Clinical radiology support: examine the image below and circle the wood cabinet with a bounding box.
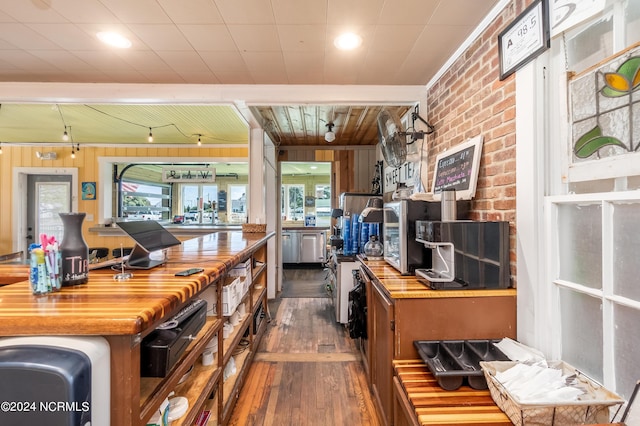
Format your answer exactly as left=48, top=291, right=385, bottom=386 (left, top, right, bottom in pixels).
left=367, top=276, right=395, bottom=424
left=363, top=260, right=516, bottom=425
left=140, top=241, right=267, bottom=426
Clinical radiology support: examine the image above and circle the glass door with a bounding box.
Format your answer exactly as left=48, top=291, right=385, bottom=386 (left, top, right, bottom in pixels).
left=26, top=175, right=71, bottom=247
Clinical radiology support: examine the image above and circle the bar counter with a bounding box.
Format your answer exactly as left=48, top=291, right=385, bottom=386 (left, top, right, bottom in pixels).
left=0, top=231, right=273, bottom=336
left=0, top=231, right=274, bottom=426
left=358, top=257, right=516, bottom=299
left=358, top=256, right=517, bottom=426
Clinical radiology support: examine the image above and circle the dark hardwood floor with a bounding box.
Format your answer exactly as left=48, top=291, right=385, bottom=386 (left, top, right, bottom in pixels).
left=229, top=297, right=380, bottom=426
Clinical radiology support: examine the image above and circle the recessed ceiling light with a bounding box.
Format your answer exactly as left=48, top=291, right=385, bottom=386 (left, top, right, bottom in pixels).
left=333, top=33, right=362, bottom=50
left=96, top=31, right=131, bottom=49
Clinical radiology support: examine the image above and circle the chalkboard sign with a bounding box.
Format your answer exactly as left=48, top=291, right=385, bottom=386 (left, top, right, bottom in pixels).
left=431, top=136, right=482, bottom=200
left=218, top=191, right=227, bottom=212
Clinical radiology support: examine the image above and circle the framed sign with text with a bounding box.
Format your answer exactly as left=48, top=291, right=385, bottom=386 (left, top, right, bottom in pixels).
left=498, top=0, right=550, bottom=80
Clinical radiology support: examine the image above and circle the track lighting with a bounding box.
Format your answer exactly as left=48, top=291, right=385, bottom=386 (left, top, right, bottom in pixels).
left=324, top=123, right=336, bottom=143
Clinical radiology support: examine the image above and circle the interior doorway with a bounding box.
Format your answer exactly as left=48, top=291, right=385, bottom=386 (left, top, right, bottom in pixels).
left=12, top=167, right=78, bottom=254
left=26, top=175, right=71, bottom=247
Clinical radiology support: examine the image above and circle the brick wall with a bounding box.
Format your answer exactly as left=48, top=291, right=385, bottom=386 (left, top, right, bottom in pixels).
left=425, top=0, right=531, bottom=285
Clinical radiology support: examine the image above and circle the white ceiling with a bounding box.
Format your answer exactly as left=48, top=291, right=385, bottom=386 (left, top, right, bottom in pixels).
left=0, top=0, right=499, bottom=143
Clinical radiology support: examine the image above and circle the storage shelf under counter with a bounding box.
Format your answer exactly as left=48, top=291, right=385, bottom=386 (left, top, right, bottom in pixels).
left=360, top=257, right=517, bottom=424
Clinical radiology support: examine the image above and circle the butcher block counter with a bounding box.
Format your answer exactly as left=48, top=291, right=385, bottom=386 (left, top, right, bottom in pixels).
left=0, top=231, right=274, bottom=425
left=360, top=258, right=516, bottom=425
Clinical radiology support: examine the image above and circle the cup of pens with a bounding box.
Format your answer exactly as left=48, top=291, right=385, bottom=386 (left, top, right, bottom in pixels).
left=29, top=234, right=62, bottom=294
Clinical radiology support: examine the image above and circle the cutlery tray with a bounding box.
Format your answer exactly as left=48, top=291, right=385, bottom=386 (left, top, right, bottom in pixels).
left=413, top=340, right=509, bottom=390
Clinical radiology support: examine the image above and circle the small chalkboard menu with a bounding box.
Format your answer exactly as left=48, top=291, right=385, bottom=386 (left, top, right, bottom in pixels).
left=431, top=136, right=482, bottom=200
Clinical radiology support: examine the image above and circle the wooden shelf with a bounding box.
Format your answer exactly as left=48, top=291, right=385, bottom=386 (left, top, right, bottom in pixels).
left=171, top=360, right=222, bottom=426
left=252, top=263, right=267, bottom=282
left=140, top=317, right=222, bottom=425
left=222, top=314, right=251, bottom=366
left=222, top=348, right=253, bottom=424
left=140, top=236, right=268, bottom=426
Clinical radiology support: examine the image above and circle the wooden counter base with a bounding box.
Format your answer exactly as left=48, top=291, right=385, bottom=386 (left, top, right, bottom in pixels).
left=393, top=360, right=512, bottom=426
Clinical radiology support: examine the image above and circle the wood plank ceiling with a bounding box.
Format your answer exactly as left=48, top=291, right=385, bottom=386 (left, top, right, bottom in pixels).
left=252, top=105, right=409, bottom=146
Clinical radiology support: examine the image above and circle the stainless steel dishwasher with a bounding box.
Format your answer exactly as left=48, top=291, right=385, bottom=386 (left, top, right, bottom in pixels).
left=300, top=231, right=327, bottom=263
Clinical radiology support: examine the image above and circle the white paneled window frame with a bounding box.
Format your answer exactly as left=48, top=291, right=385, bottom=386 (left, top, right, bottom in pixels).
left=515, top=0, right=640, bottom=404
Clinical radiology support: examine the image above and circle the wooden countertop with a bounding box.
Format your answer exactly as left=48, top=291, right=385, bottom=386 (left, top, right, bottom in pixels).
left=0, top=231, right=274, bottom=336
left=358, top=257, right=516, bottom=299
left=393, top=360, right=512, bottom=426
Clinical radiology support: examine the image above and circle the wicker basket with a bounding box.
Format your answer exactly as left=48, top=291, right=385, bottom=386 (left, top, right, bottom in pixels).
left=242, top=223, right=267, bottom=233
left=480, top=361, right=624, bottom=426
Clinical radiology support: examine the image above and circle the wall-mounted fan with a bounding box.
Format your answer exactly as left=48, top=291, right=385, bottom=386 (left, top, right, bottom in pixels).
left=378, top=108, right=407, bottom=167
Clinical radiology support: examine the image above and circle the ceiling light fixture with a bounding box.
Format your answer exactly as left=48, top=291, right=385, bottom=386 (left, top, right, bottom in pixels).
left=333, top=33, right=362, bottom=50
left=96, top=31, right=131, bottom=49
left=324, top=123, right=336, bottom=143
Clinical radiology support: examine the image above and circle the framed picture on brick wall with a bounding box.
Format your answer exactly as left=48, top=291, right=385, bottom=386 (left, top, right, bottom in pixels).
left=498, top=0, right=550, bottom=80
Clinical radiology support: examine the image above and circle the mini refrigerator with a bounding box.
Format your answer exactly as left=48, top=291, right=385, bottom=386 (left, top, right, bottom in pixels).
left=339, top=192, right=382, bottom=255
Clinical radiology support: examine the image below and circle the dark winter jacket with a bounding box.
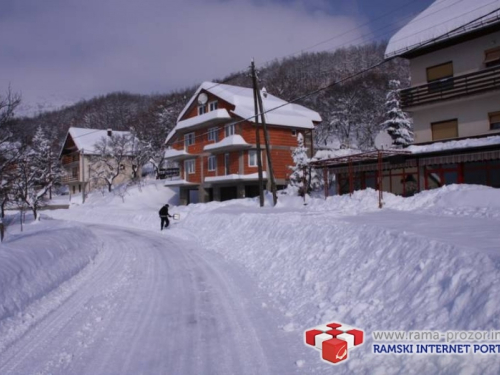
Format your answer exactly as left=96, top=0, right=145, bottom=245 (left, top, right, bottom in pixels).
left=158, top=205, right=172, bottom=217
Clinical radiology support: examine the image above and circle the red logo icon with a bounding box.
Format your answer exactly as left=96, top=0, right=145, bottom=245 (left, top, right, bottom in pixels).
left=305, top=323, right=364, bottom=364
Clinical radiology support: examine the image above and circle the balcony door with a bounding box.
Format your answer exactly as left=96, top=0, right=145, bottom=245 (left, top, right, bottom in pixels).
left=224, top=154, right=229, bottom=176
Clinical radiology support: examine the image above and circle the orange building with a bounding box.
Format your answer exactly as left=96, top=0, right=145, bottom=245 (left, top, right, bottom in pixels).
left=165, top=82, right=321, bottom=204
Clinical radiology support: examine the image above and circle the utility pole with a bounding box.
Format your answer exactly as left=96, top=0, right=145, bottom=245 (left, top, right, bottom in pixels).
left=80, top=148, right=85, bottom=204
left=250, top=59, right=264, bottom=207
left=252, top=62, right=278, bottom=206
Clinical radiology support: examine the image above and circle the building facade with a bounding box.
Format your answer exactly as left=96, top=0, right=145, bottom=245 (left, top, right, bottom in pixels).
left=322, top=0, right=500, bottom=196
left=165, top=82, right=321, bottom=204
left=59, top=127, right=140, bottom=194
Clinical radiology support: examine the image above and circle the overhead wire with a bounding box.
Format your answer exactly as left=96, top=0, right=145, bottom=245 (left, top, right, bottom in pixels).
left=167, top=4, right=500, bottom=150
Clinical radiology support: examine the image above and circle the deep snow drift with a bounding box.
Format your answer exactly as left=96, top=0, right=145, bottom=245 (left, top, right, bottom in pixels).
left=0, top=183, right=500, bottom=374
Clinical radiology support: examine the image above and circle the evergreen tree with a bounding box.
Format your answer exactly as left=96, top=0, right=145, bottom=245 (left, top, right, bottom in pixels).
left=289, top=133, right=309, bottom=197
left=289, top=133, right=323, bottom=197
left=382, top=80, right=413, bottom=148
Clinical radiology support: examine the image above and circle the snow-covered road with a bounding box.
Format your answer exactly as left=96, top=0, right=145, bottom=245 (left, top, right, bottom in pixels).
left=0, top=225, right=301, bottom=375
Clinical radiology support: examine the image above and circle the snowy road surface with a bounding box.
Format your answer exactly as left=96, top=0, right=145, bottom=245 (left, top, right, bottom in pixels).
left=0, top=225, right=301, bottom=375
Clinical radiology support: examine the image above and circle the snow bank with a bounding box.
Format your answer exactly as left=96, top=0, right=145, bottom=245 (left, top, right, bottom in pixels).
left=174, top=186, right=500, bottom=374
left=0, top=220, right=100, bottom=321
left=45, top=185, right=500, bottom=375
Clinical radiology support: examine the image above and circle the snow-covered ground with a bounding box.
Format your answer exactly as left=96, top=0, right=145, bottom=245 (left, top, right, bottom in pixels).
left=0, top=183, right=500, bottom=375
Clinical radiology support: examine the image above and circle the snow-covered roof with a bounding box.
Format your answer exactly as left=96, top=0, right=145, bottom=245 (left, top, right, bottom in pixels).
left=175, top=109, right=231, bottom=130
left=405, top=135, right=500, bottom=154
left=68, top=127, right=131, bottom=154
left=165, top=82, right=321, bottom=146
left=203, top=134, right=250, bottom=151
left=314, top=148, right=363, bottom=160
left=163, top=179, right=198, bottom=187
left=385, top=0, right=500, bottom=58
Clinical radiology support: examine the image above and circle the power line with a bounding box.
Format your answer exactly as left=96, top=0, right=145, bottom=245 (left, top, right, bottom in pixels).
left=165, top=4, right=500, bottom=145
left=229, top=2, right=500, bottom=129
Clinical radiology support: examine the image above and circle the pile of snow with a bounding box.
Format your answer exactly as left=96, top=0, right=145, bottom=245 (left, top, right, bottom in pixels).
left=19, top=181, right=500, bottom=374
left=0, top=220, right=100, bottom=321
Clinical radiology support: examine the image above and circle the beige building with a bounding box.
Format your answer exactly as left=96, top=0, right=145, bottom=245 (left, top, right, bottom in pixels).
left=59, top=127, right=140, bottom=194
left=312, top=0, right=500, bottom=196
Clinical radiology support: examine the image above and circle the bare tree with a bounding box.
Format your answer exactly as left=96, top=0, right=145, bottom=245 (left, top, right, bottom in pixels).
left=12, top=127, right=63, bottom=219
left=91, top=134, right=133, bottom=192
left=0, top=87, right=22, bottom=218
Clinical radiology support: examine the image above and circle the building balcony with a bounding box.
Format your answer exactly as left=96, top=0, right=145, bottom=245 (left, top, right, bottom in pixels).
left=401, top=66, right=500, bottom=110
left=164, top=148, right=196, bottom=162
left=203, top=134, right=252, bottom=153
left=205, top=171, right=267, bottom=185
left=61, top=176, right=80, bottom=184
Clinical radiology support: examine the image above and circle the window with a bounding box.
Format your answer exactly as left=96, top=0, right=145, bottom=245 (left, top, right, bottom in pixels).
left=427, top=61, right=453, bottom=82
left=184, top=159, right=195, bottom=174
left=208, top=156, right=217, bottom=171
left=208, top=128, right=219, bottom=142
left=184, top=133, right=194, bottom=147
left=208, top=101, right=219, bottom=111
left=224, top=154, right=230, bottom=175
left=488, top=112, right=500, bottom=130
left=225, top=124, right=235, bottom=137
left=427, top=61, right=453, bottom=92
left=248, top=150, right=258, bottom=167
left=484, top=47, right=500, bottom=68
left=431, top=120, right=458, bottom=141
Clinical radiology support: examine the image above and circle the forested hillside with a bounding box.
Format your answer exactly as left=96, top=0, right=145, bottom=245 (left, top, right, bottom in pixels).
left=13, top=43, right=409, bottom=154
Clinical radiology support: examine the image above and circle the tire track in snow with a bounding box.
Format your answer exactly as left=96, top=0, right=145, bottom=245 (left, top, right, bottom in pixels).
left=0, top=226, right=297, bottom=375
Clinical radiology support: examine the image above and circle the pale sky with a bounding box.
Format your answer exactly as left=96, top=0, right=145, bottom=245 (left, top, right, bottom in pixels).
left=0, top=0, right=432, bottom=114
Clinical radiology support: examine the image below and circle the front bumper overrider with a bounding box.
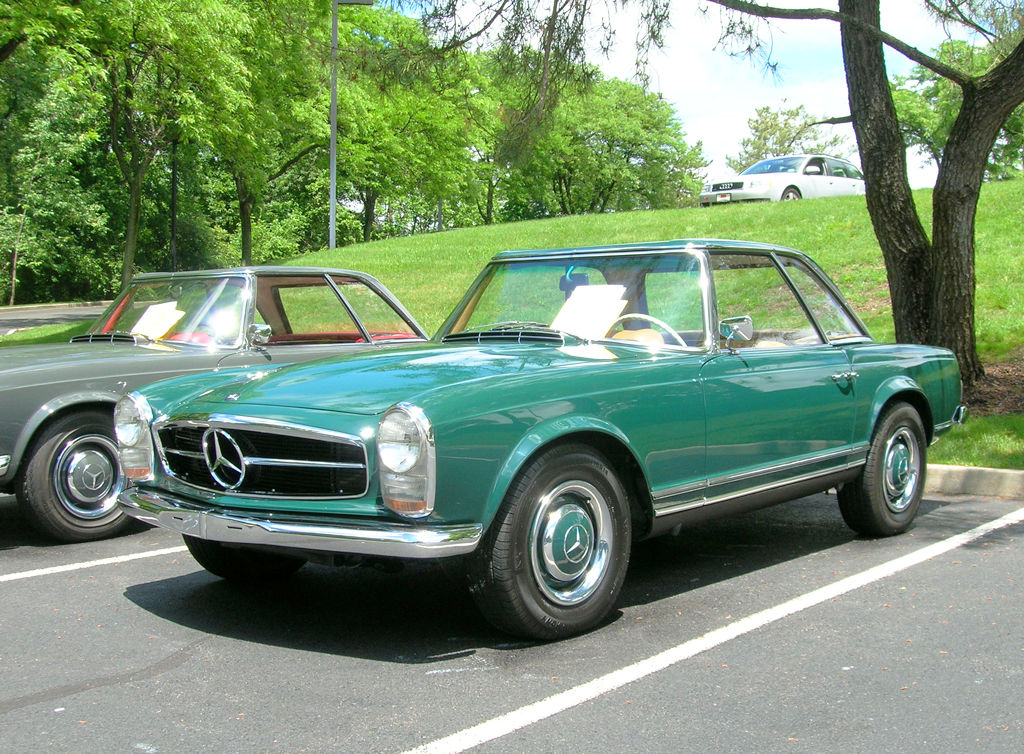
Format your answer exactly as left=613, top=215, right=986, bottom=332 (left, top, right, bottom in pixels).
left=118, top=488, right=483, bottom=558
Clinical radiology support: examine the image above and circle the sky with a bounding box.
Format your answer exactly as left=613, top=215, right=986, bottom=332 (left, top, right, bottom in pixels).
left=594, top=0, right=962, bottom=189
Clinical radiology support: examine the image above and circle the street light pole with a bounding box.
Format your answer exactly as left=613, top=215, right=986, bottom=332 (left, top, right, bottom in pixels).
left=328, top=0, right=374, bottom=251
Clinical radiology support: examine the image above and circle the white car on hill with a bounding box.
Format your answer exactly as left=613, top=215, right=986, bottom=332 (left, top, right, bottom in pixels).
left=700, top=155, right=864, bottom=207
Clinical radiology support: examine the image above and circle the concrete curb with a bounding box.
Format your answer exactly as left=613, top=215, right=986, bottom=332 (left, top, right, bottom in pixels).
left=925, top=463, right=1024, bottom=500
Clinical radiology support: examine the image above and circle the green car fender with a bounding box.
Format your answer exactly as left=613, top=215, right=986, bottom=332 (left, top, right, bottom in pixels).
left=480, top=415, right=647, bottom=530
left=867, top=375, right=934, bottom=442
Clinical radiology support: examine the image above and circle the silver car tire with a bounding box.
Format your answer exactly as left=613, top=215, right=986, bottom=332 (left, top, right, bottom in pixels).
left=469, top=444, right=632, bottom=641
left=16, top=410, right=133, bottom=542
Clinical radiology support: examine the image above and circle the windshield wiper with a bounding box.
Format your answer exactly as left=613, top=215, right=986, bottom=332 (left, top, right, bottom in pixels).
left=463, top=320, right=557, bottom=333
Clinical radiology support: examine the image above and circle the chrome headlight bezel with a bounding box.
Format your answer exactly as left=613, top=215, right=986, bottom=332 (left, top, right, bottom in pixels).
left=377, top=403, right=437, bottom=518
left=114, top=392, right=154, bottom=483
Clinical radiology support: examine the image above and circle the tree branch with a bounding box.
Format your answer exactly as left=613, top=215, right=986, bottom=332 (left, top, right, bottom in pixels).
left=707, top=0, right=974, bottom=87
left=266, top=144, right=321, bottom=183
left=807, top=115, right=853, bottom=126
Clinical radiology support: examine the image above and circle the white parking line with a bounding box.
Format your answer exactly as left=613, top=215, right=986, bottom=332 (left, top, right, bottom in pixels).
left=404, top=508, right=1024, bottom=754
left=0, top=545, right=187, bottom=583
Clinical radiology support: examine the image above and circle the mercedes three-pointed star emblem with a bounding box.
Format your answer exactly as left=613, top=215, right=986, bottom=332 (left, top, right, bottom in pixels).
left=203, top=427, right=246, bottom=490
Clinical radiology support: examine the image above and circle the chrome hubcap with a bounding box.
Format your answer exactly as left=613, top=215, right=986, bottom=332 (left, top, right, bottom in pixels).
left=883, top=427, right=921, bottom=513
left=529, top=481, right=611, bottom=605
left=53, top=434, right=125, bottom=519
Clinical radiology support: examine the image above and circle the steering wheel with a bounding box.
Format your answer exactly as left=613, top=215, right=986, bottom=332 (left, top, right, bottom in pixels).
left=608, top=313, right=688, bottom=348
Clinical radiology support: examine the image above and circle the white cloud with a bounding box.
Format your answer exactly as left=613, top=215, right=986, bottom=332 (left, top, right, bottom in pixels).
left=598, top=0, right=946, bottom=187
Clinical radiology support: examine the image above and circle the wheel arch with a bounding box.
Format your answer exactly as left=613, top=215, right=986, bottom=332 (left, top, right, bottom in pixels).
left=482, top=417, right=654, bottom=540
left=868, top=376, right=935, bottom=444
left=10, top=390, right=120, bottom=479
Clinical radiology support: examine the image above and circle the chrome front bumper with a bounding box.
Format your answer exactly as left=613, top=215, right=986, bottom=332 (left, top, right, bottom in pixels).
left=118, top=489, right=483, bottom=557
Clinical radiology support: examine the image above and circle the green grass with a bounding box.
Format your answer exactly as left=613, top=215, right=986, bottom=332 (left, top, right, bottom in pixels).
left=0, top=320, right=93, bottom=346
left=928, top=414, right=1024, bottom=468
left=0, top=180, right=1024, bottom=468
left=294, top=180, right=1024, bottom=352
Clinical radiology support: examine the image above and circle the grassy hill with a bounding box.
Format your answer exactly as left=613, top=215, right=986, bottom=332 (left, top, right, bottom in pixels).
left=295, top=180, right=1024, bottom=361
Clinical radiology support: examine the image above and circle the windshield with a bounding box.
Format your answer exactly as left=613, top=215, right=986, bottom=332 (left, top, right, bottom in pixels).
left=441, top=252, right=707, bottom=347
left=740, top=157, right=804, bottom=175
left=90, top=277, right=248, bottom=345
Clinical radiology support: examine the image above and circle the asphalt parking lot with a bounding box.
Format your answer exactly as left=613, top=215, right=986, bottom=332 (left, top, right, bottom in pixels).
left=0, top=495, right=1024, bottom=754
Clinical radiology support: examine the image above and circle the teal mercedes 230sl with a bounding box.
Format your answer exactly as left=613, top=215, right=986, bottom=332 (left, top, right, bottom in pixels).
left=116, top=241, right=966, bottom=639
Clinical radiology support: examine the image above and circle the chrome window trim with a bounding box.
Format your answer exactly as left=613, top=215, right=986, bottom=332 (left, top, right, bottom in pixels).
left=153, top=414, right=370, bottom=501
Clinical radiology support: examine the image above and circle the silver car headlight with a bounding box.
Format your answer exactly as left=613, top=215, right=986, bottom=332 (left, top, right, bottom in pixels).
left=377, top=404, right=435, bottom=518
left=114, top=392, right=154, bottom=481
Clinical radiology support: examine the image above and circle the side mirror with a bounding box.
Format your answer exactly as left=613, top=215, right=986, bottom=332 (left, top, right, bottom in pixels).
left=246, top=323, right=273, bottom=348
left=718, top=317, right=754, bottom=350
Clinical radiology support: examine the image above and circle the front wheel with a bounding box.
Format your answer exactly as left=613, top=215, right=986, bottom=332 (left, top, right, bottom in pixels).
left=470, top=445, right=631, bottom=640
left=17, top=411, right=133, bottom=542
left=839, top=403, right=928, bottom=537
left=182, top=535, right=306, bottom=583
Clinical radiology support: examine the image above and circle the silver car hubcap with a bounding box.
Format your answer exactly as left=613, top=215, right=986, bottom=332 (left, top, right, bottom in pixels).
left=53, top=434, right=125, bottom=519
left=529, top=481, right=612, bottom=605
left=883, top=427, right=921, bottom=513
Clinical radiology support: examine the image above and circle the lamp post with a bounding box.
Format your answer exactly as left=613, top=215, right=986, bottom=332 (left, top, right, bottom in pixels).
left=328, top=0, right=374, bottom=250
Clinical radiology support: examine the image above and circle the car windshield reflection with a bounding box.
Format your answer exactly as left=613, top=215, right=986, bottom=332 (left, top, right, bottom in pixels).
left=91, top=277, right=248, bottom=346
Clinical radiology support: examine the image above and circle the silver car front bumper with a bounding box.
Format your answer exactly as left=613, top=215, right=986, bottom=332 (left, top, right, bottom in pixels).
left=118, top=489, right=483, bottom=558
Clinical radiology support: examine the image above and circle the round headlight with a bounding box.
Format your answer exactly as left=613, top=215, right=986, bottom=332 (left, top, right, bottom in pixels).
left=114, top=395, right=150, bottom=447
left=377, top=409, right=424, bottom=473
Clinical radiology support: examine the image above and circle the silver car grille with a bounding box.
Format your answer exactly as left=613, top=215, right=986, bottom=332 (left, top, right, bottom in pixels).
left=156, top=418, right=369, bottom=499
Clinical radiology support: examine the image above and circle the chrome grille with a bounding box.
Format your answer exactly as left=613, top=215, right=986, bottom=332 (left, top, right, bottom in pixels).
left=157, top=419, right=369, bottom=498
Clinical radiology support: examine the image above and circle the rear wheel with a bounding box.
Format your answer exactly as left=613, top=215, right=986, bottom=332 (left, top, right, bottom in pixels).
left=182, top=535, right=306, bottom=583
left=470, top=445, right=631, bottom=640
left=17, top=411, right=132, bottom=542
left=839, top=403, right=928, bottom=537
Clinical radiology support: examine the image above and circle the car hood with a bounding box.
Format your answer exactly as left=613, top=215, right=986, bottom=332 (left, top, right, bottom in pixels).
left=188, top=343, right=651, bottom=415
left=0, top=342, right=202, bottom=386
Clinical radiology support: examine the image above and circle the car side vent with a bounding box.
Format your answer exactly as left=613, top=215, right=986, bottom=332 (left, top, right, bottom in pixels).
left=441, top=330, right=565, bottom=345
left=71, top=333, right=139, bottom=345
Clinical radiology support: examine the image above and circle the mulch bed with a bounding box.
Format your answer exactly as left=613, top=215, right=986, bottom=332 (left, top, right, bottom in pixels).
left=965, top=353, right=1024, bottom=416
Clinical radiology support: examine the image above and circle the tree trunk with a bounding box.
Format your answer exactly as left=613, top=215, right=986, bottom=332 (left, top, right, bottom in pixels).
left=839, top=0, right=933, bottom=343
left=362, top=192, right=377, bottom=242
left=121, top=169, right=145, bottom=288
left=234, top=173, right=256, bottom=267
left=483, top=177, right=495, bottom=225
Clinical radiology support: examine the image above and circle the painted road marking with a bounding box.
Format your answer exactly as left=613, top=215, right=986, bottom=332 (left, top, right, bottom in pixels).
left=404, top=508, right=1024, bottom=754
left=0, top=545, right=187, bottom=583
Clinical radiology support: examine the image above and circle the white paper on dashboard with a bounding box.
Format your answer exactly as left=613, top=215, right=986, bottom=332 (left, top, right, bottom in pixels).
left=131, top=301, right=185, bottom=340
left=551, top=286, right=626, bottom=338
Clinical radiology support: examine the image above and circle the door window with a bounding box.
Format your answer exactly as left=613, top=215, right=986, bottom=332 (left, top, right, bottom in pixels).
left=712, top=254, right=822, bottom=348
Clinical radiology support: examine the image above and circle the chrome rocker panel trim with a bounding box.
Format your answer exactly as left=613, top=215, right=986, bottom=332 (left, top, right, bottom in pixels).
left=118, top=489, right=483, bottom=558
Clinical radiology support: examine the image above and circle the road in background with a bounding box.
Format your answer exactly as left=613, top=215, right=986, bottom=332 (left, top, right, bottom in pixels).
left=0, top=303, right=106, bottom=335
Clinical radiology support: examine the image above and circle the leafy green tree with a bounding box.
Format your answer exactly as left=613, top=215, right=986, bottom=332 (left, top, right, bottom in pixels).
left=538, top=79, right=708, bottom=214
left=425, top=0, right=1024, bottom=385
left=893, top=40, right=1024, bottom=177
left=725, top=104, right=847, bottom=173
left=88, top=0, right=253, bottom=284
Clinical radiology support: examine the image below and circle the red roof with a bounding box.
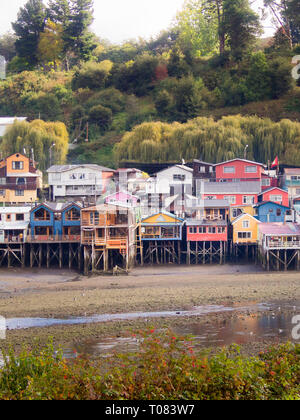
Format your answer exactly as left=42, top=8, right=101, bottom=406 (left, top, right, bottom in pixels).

══════════════════════════════

Copy the records between the lines holding "in snow with a bounding box." and "left=0, top=0, right=432, bottom=114", inclusive, reproducing each line as it appears.

Clinical radiology support: examine the image above and circle the tire track in snow with a bounding box.
Format your answer exactly as left=96, top=0, right=145, bottom=245 (left, top, right, bottom in pixels).
left=0, top=226, right=297, bottom=375
Clinical radiology support: examine the image above and circle the pale sky with a bounding box.
Format your answer exactly as left=96, top=0, right=145, bottom=245 (left, top, right, bottom in pixels).
left=0, top=0, right=432, bottom=114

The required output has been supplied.